start Dataset

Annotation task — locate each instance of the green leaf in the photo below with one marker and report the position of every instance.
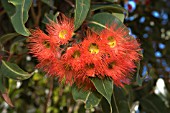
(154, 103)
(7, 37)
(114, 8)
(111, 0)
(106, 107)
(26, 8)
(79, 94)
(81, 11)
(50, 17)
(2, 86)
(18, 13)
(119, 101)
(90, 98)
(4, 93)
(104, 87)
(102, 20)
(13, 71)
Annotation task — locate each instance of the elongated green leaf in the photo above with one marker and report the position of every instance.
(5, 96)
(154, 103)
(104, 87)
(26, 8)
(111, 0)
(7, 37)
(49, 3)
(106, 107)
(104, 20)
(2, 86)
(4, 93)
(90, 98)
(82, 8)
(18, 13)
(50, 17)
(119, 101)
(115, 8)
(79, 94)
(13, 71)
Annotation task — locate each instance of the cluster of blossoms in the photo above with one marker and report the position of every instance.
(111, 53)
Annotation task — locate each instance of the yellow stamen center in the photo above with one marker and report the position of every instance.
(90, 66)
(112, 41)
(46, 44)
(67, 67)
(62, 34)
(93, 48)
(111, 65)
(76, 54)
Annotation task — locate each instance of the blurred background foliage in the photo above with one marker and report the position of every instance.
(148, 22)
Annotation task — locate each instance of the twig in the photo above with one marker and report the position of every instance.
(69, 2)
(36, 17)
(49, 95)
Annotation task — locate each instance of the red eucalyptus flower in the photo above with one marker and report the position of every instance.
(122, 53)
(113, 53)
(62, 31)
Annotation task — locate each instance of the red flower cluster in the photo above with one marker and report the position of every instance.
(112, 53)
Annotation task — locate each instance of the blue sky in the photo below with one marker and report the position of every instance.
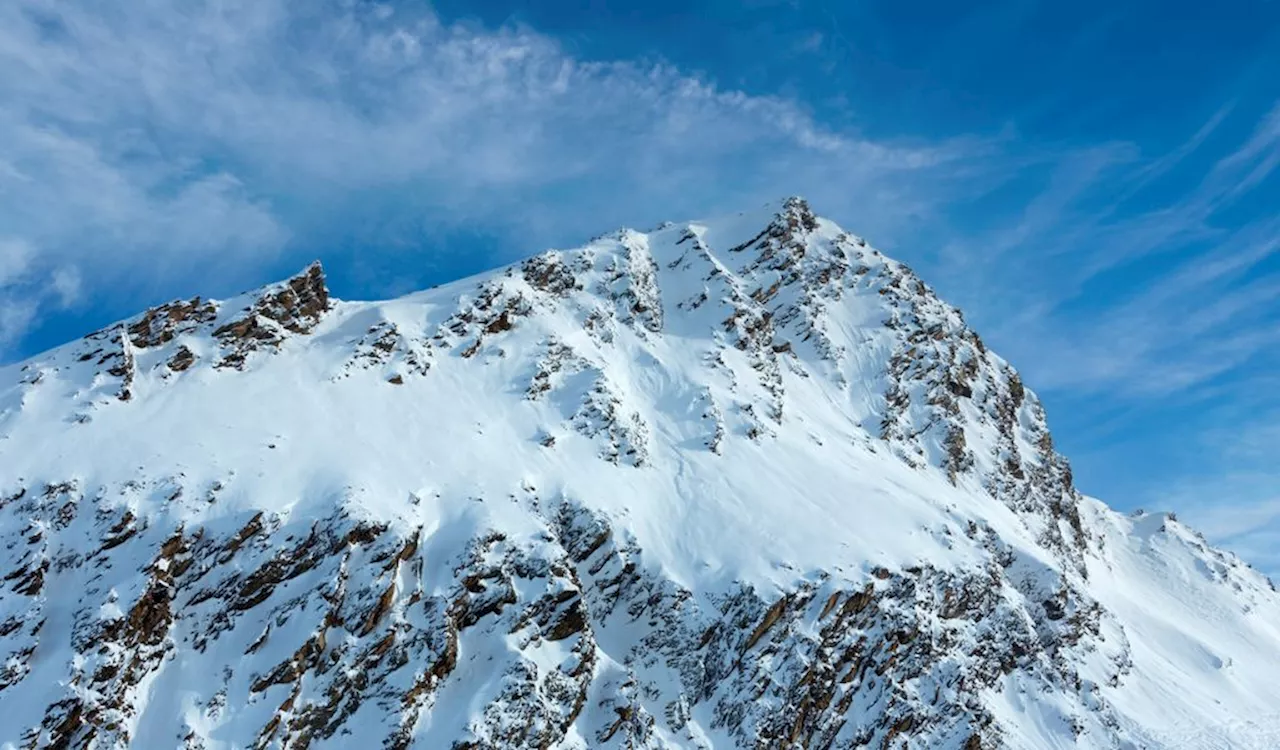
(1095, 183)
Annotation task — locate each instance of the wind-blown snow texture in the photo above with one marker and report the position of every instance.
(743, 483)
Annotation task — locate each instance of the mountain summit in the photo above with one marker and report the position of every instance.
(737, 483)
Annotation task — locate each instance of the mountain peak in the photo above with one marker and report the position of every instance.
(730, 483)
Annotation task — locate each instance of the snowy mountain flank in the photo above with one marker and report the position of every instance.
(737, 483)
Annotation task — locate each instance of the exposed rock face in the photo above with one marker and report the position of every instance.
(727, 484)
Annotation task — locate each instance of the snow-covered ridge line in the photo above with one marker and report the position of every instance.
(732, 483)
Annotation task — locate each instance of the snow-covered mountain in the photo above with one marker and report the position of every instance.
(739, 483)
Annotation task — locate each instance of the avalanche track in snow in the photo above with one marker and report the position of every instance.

end Dataset

### Problem statement
Copy the lines of the data above verbatim, from the line with "Annotation task — locate each instance of the twig" to the line with "(1095, 183)", including both of those lines, and leave the pictures out.

### Solved problem
Annotation task — locate each instance of the twig in the photo above with one marker and report the position of every instance.
(69, 2)
(36, 17)
(49, 95)
Annotation task — locate each instance of the red eucalyptus flower in the photo above with one marker and report the position of every instance.
(122, 53)
(113, 53)
(62, 31)
Annotation task — locate each instance of the red flower cluster in the photo above with one marker and report the position of every instance.
(112, 53)
Annotation task — locate each instance of the blue sky in the photo below with one marker and report the position of every instance.
(1095, 183)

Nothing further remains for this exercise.